Your goal = Make an exact copy of all the entries, with the pictures left out.

Source material =
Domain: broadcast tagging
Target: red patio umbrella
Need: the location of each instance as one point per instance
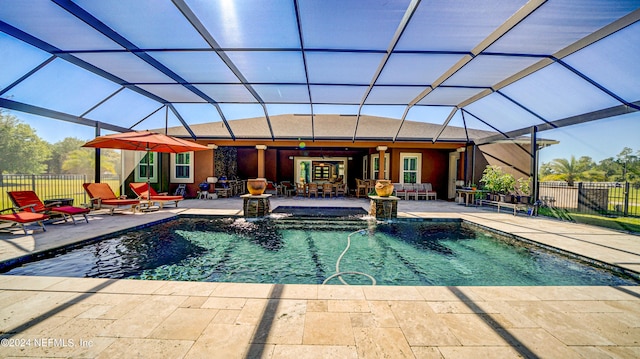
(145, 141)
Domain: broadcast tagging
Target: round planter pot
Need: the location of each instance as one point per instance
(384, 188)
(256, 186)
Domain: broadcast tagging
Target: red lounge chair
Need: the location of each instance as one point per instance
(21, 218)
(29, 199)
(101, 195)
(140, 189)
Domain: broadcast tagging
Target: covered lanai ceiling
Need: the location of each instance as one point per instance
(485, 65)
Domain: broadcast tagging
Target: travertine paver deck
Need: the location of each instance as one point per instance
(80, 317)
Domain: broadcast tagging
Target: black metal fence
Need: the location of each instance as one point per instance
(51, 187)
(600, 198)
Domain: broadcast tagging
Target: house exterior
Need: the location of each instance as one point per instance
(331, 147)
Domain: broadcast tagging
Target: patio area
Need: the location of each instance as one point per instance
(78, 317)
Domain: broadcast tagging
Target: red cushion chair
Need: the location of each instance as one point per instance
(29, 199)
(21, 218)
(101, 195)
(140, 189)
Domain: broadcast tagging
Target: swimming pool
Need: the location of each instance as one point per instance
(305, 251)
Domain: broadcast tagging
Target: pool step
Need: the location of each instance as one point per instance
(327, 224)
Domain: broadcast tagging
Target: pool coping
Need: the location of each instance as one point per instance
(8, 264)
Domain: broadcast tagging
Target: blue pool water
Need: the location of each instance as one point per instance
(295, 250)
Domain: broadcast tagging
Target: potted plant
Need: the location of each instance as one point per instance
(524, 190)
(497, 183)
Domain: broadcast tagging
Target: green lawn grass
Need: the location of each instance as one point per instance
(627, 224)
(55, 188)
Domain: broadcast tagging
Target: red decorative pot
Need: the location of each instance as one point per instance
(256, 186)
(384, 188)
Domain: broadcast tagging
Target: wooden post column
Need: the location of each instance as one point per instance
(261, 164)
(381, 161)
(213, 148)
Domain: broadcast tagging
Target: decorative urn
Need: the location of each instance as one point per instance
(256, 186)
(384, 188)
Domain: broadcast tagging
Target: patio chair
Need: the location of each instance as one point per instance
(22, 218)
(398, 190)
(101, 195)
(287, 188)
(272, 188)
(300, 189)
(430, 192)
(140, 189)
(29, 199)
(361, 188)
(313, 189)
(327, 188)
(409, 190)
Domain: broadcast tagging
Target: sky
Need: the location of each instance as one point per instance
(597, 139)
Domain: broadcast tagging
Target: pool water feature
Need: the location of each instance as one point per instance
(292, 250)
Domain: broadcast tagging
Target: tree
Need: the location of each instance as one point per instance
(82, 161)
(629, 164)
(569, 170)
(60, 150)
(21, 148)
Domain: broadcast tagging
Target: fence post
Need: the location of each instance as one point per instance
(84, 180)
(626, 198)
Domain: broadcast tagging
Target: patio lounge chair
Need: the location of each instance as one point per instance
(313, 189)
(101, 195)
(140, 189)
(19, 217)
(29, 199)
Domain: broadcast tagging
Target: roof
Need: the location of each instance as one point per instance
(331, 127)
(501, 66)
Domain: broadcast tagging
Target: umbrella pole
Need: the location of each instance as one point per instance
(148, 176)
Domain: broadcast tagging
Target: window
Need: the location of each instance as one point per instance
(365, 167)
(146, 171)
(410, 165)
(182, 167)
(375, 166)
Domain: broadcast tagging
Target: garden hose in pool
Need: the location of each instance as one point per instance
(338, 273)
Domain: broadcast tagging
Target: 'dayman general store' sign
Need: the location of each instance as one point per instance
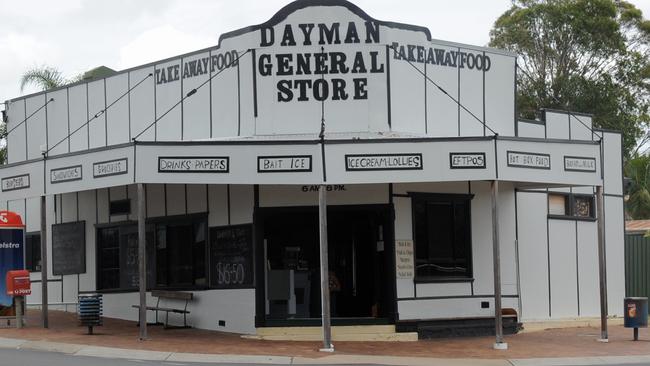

Task response =
Domain: broadcast tagging
Target: red patio umbrella
Need: the location of each instance as one point per instance
(145, 141)
Domain: broadcast tagging
Target: round planter pot
Need: the location of each instance as one point per instance
(384, 188)
(256, 186)
Domain: broadcast tagging
Target: red lounge chair
Need: the location of each instance as one point per instance
(21, 218)
(29, 199)
(101, 195)
(140, 189)
Domain: broadcast tagging
Target: covered lanai ceiling
Need: the location of each instance as one point per instance
(485, 65)
Domain: broadcast tagging
Target: travertine paver deck
Need: the location of each instance as one point per instance
(80, 317)
Domain: broadcast tagging
Target: black metal fence
Need: the location of each instance as one point per instance
(51, 187)
(600, 198)
Domain: broadcast tagging
Target: house exterior
Need: the location of each instance as one point per instance
(331, 147)
Domain: broadcast tagging
Target: patio area
Need: the location of each instance as one point per instance
(78, 317)
Domain: broadcast tagging
Target: red cushion chair
Need: the location of each instance as one point per instance
(29, 199)
(21, 218)
(101, 195)
(140, 189)
Domain: broadcast tagging
Target: swimming pool
Need: the location of each instance as one point per instance
(305, 251)
Domain: broadcast tagging
Target: pool step
Need: the location of each instance as one point per instance
(327, 224)
Domain: broadcast tagging
Target: pool coping
Need: the location of each instance as one point per instance
(8, 264)
Domain: broadcast tagging
Target: blue pool water
Need: the location of each instance as one point per instance
(295, 250)
Domain: broadcast tagging
Target: potted plant
Need: the location of each instance as one point per instance
(524, 190)
(497, 183)
Domain: broadcast tagging
Target: green lawn grass
Need: the location of each instance as one point per instance
(627, 224)
(55, 188)
Domain: broadcast tagging
Target: red decorative pot
Need: the location of each instance as one point per instance
(256, 186)
(384, 188)
Domain: broadcast tagging
Target: wooden post column
Need: the location of each instance as one point per instance
(261, 164)
(381, 161)
(213, 148)
Domain: broadcast tagging
Target: decorative urn
Need: the location of each instance as one point per instance
(256, 186)
(384, 188)
Domain: broadcast tagging
Target: patio chair
Need: the location of each instance as one point per instance
(22, 218)
(398, 190)
(101, 195)
(287, 188)
(272, 188)
(300, 189)
(430, 192)
(140, 189)
(29, 199)
(361, 188)
(313, 189)
(327, 188)
(409, 190)
Domain: broadcast tagging
Target: sky
Need: the location of each instance as one point per instance
(597, 139)
Domain: broadcast tagging
Target: pool water feature
Need: the location of each instance as one point per instance
(292, 250)
Domain: broadcast tagging
Target: tree
Need: the location of each instance as one point per instance
(82, 161)
(629, 164)
(569, 170)
(60, 150)
(21, 148)
Domain: broadcast tagging
Target: fence post
Need: the location of each instance as one point per instance
(84, 180)
(626, 198)
Domain: broadcast tagging
Target: patio lounge chair
Need: the location of each instance as one point per instance
(313, 189)
(101, 195)
(140, 189)
(19, 217)
(29, 199)
Domain: broadcast tagging
Target: roof
Need: the location of each instance as one point per instance
(331, 127)
(501, 66)
Domain: broadcast tagging
Target: umbrella pole
Need: the location of each instance as one point per instance
(148, 176)
Domain: broadcast tagging
Target: window
Need: the location of each instance as one point per instance
(365, 167)
(146, 171)
(410, 165)
(182, 167)
(375, 166)
Domain: broadcast tagging
Target: garden hose in pool
Need: the location of each instance as one point per instance
(338, 273)
Domain: broadcast tagging
Target: 'dayman general store' sign
Need: the location of each instance as one point per instance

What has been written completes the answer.